EXTRACT TO READ:
My program deals with insecticide sprayers attempting to spray a number of actual units based on an original target. For example, the sprayer Joe was supposed to spray 10 targets but he actually sprayed 7.

I am provided a table which is the summary of all planned targets (column= targets) and actual targets (column= actual), along with some other data, including the sprayer's name. Here's the schema:

CREATE TABLE spray_summary
(
 id character varying(1),
 target integer,
 ref_id character varying(1),
 actual integer,
 sprayer character varying(25)
)

The data is a denormalized join between (id, target) and (ref_id, actual, sprayer), but for now this table is all I have to work with. Here's the full results:

SELECT * FROM spray_summary
+----+--------+--------+--------+---------+
| id | target | ref_id | actual | sprayer |
+----+--------+--------+--------+---------+
| a  |      1 | "l"    |     10 | "Joe"   |
| a  |      1 | "m"    |     10 | "Joe"   |
| a  |      1 | "p"    |     10 | "Joe"   |
| c  |      3 | "n"    |     10 | "Joe"   |
| c  |      3 | "o"    |     10 | "Joe"   |
+----+--------+--------+--------+---------+

You can see that id value "a" is repeated three times due to the one-to-many join and "c" repeats twice. Given this, what I want to do is show the SUM of target values, the SUM of "actual" values, and the sprayer. I used the following query:

SELECT SUM(target) targets, SUM(actual) actuals, sprayer FROM spray_summary GROUP BY sprayer

Which returned the result:

+--------+--------+---------+
| target | actual | sprayer |
+--------+--------+---------+
|      9 |     50 | "Joe"   |
+--------+--------+---------+

While the sum is correct (5 * 10 = 50) for actual values, the target values is being multiplied because the dataset is denormalized. I want "target" to be unique relative to id and sprayer, so I tried a window function:

SELECT SUM(target) OVER(PARTITION BY sprayer, id),
sprayer,
SUM(actual)

DATASET EXTRACT:
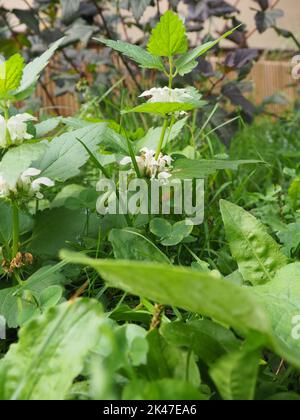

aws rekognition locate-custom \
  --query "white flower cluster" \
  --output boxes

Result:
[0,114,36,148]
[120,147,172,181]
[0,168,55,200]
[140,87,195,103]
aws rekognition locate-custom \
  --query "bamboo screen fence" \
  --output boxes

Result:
* * *
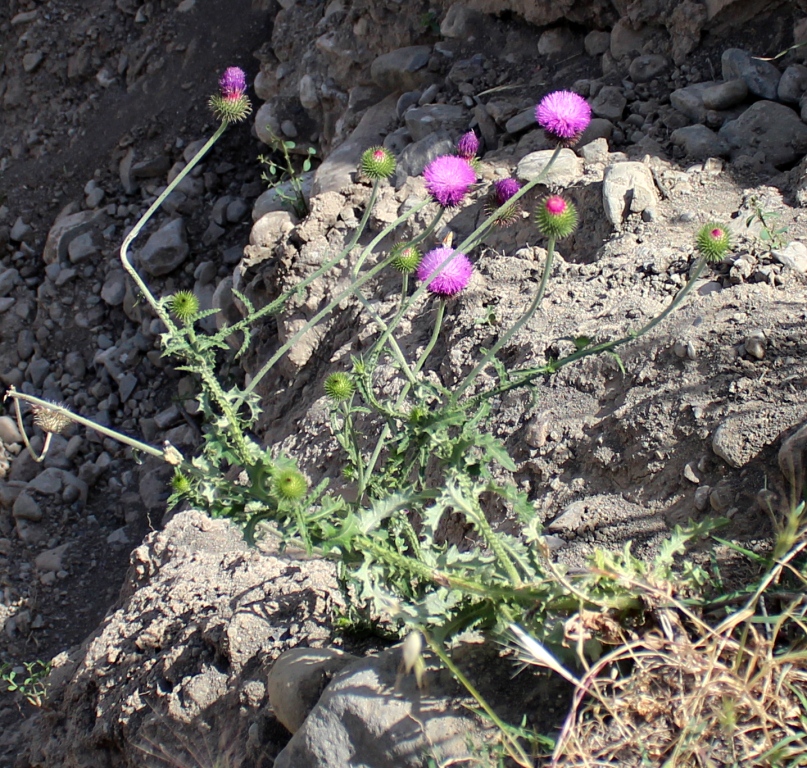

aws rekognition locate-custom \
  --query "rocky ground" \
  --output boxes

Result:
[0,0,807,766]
...
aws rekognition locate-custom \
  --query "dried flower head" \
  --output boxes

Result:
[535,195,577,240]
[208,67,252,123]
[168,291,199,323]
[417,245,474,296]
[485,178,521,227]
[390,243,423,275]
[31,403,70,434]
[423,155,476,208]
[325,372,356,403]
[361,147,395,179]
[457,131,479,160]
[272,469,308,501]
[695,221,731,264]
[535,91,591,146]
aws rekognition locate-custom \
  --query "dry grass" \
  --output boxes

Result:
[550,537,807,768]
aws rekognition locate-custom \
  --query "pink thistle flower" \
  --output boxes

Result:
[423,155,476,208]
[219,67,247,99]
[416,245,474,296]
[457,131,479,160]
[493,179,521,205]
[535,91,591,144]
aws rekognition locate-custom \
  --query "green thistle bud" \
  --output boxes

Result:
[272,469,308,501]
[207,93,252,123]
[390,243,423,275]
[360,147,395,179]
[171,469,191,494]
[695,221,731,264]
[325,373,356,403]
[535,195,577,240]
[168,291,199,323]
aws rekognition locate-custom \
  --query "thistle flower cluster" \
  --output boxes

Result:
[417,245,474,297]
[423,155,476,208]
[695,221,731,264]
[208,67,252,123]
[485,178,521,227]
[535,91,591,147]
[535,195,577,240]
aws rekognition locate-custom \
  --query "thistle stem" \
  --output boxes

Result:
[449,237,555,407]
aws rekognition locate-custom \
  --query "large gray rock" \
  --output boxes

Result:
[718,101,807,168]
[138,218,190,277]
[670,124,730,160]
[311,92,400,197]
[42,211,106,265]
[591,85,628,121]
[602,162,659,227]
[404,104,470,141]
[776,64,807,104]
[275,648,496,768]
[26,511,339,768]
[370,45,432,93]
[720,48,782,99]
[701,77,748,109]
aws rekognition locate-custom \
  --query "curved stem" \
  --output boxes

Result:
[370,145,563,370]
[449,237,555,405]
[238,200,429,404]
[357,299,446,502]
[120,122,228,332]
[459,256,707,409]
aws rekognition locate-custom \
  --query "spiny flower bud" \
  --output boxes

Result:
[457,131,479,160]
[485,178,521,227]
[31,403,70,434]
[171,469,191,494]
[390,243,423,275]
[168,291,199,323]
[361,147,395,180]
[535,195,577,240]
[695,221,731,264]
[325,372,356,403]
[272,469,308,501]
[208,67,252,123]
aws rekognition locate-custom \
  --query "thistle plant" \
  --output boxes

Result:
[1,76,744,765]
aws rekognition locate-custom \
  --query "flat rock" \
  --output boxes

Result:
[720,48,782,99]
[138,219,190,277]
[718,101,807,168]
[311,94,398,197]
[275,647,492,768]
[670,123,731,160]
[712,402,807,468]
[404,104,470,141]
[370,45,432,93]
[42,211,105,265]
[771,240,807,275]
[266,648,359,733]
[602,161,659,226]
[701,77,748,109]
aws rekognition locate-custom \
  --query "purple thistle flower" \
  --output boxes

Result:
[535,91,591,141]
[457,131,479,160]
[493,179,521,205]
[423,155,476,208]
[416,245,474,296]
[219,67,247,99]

PROBLEMS TO SOLVE:
1: Answer these questions about the text on sprayer totals.
(a) How many targets was Joe supposed to spray, and how many did he actually spray?
(b) What data type does the schema give the sprayer column?
(c) What target value did the GROUP BY query return?
2: Write what comes next in the text on sprayer totals, picking up from its last line.
The items play no part in this work.

ANSWERS TO THE PROBLEMS:
1:
(a) He was supposed to spray 10 targets and actually sprayed 7.
(b) character varying(25)
(c) 9

2:
FROM spray_summary
GROUP BY sprayer, target, id

This gives me the results:

+--------+--------+---------+
| target | actual | sprayer |
+--------+--------+---------+
|      1 |     30 | "Joe"   |
|      3 |     20 | "Joe"   |
+--------+--------+---------+

Still not right! The right solution would give the following:

+--------+--------+---------+
| target | actual | sprayer |
+--------+--------+---------+
|      4 |     50 | "Joe"   |
+--------+--------+---------+

But no matter how much I try to tweak the window function the rows are split because I have to GROUP BY target which breaks up the rows. Any ideas? I know this can be rewritten by joining the table with itself, once for SUM target and once for SUM actual, but I don't have that option. I can only modify the column definitions.

Thanks in advance.

EDIT: I know this can be solved by pushing some of the logic into a sub-query, but I'm looking for a column-level solution if that's possible. The SQL is auto-generated, so I don't have much control over the structure, but I can modify the column definitions, hence I'm looking for a column-level solution, like a window function.

Worst case scenario is Postgres can't solve this at the column level and I'll have to re-write the SQL generators.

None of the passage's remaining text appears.